To do:
(1) Output the passage of the March Madness article from "That means an" down to "in the lead.", copied word for word.
(2) Continue the article on losing slightly at halftime in college basketball, picking up after its last sentence.

Is This Madness? How Losing by Just a Little Can Help a Team -- or Company -- WinPublished: March 18, 2009 in Knowledge@Wharton
Yesterday was the first day of "March Madness" in the United States, a two-week period in which 64 college basketball teams vie for the National Collegiate Athletic Association championship in a tournament that rivals the World Cup in fan frenzy.
It was also the deadline for an estimated 37 million Americans to place bets on the outcome of the tournament -- not just the ultimate champion, but the winner of every game in every round. For a fee, participants in the betting can compete with pools of co-workers or other informal groups to see who has the most accurate picks. The winners get the pool of money generated by the entry fees.
That means an entry with just a few bad picks in the first round of the tournament is probably doomed to fail. But what if one of the betting participants could know in advance which teams would be leading at halftime in those first-round games? The logical move in that situation is to pick the team that's winning, right?
Maybe not. According to recent research by a pair of Wharton professors, teams that trail by a little at the half actually have a better chance of winning the game than the squad in the lead.
Wharton marketing professor Jonah Berger and Devin Pope, a professor of operations and information management, found that teams which were slightly behind at the half won more often than they lost. Their research paper, which is based in part on the results of more than 6,000 recent college basketball games, is titled: "When Losing Leads to Winning."

Records supplied:
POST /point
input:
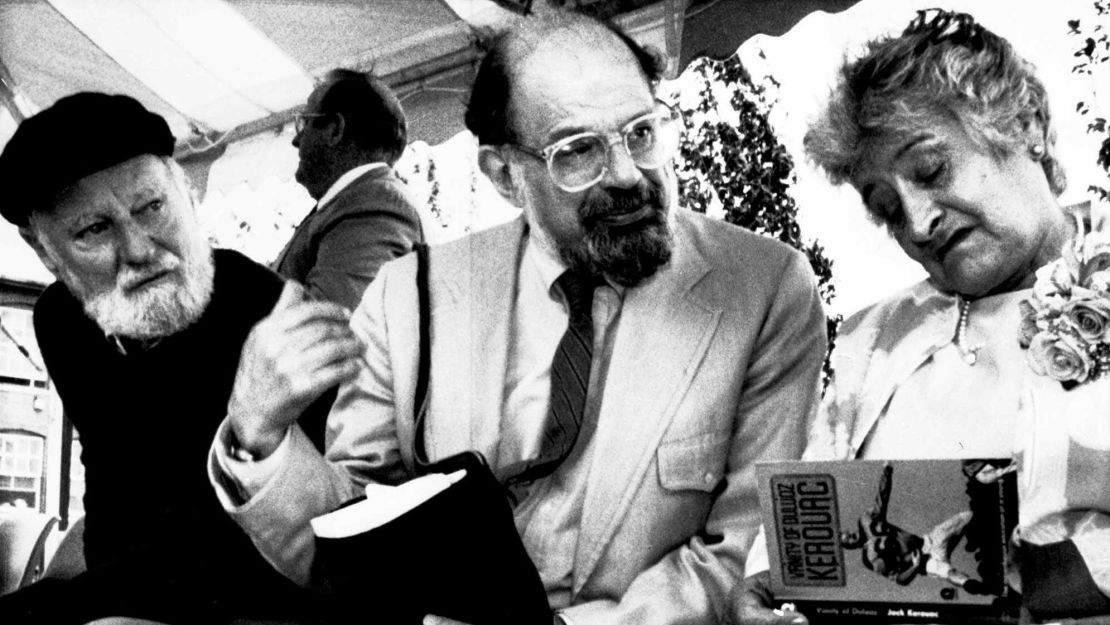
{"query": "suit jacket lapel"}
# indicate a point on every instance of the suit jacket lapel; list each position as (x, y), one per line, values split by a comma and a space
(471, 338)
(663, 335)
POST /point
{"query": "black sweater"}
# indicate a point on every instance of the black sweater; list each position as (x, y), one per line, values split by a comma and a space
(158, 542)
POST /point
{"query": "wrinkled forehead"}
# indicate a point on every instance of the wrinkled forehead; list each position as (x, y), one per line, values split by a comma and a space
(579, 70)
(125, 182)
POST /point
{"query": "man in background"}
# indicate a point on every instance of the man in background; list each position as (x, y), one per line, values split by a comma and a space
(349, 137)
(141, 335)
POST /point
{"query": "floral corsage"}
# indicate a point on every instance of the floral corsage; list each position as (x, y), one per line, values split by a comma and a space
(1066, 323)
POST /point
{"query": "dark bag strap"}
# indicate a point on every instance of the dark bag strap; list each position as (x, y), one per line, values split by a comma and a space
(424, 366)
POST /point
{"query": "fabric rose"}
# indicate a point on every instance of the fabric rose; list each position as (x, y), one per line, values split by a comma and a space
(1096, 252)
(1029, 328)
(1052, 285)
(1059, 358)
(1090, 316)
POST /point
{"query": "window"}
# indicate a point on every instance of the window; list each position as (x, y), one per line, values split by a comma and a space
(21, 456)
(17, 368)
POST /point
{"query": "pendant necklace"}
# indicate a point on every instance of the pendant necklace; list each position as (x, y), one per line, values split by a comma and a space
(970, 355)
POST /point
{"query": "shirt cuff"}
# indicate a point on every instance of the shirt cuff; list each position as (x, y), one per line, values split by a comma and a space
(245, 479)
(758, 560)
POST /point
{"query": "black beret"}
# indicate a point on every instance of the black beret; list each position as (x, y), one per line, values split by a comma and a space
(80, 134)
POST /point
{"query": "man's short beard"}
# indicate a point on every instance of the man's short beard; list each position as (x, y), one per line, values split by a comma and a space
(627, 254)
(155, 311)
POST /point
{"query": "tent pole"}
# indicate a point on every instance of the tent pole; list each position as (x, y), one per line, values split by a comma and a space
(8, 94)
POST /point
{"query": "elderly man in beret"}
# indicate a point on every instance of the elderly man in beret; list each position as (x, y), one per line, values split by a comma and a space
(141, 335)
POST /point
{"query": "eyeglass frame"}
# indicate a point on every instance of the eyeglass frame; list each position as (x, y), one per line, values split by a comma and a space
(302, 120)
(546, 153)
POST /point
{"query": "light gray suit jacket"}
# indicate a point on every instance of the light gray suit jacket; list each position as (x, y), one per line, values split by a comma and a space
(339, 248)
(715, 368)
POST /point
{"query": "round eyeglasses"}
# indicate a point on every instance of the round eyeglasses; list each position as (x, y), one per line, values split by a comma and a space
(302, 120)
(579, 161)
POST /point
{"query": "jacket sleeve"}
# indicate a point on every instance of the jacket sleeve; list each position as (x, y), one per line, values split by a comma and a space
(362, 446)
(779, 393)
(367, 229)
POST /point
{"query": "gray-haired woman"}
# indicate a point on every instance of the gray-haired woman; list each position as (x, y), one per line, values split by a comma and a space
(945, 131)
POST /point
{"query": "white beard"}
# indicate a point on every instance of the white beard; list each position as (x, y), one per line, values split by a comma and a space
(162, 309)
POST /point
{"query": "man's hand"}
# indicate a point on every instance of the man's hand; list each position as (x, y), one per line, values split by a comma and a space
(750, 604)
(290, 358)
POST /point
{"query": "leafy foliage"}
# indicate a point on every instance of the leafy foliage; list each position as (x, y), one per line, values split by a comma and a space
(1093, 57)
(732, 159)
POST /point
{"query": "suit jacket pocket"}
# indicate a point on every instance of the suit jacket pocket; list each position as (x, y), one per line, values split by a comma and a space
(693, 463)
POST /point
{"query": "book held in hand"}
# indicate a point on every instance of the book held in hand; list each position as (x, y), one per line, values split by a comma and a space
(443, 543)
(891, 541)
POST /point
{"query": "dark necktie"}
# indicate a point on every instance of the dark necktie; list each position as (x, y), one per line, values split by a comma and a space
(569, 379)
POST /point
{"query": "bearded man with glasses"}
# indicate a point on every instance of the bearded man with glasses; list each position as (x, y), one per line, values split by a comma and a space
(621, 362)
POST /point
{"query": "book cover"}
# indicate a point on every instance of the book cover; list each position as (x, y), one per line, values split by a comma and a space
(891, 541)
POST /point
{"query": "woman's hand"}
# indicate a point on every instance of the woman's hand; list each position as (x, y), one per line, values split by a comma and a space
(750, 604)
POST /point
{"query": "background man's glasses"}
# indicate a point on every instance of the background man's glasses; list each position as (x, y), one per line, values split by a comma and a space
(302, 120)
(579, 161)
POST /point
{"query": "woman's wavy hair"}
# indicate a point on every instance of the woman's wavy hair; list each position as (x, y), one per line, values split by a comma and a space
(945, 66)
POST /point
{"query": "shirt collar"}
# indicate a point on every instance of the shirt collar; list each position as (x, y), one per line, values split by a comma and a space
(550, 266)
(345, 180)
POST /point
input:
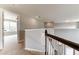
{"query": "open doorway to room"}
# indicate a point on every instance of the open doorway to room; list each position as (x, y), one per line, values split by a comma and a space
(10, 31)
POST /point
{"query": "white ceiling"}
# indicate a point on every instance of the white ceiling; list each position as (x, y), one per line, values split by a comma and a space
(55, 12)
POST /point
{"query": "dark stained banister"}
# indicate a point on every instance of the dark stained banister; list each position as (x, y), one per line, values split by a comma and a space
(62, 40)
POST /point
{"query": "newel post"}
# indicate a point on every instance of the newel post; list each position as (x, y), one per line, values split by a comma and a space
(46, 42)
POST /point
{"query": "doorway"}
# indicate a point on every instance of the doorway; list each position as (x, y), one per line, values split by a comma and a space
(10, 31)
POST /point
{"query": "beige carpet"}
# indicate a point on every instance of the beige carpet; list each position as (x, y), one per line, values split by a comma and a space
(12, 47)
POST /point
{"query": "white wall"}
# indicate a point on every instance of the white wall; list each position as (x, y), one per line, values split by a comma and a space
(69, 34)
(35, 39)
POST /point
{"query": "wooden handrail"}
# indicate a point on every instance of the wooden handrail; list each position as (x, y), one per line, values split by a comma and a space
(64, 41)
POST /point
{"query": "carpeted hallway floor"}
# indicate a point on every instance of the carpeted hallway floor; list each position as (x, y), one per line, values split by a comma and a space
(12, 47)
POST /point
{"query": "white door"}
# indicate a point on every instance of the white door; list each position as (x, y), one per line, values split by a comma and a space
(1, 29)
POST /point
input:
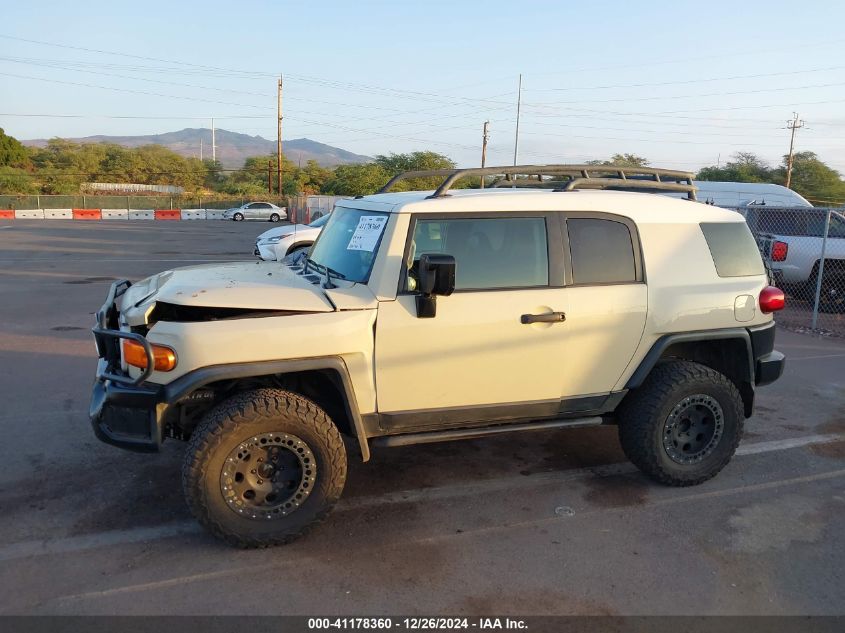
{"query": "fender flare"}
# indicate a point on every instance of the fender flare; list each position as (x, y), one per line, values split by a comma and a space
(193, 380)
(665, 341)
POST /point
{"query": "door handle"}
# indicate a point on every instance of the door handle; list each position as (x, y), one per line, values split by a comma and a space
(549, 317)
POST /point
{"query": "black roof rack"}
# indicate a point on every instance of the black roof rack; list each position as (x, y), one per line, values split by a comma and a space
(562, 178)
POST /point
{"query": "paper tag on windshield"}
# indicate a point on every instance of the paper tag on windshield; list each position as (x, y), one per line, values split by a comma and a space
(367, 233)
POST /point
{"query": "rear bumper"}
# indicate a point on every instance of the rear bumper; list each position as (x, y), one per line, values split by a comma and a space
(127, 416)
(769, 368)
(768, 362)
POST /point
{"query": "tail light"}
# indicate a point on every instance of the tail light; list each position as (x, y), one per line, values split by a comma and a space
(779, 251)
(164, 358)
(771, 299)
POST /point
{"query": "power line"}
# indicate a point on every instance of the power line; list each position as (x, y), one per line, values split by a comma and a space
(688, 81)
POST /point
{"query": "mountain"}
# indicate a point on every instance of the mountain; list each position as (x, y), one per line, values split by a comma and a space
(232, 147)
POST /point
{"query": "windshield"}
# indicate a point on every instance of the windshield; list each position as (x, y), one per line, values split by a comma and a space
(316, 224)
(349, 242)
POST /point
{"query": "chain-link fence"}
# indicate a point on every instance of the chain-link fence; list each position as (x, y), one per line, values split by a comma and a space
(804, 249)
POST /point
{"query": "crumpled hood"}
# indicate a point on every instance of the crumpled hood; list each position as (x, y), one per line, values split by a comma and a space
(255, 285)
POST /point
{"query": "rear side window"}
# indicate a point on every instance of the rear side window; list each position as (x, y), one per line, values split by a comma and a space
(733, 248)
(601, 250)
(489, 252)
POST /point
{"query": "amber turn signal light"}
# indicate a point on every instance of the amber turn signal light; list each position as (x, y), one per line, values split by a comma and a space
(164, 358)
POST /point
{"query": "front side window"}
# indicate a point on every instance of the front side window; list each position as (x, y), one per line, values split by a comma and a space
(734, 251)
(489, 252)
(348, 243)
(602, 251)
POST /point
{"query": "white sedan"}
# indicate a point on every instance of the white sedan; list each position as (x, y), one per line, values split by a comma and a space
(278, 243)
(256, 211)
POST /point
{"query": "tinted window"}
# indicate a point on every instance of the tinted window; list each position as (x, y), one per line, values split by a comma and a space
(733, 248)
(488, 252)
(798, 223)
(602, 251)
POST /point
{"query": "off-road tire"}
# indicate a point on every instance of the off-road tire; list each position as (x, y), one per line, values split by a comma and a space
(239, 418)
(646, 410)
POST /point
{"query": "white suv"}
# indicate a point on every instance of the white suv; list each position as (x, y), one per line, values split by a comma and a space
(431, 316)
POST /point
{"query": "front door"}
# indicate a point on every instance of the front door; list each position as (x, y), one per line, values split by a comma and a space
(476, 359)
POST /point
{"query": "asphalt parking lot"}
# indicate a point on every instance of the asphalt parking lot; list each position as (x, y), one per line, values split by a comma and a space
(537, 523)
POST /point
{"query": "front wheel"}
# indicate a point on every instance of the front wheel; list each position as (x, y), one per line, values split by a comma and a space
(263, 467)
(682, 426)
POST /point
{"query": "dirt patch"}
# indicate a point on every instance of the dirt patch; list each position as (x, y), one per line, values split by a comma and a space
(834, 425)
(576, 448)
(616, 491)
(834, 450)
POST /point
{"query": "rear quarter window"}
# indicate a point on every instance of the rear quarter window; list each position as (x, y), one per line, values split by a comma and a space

Responses per task:
(1)
That means an entry with just a few bad picks in the first round of the tournament is probably doomed to fail. But what if one of the betting participants could know in advance which teams would be leading at halftime in those first-round games? The logical move in that situation is to pick the team that's winning, right?
Maybe not. According to recent research by a pair of Wharton professors, teams that trail by a little at the half actually have a better chance of winning the game than the squad in the lead.

(2)
But Berger noted that these findings could just as easily apply to the workplace, because they suggest that employees -- like basketball players -- should be more motivated and thus perform better when they are close to, but just short of, an important goal.
Close Enough to Taste It
"Take any situation where someone is so close to a goal that they can almost taste it," Berger noted. "The fact that they're almost there makes them work harder." Thus, in the corporate world, where goal setting is an important management tool, Berger said it's a good strategy to pick milestones that are within reach, such as passing a close competitor in sales.
Focusing on goals that are close and achievable may be more motivating than lofty but unrealistic goals, according to Berger. "You want to pick a target that's close, where you are almost there but not quite."
Pope, his co-author, elaborated: "A lot of tools are used in the workforce to motivate people, such as wages, bonuses, etc. While surely these things can have motivating effects, one should not underestimate the potential importance of psychological motivation as well. This paper shows that the psychological impact of being behind by a small amount can cause significant increases in performance."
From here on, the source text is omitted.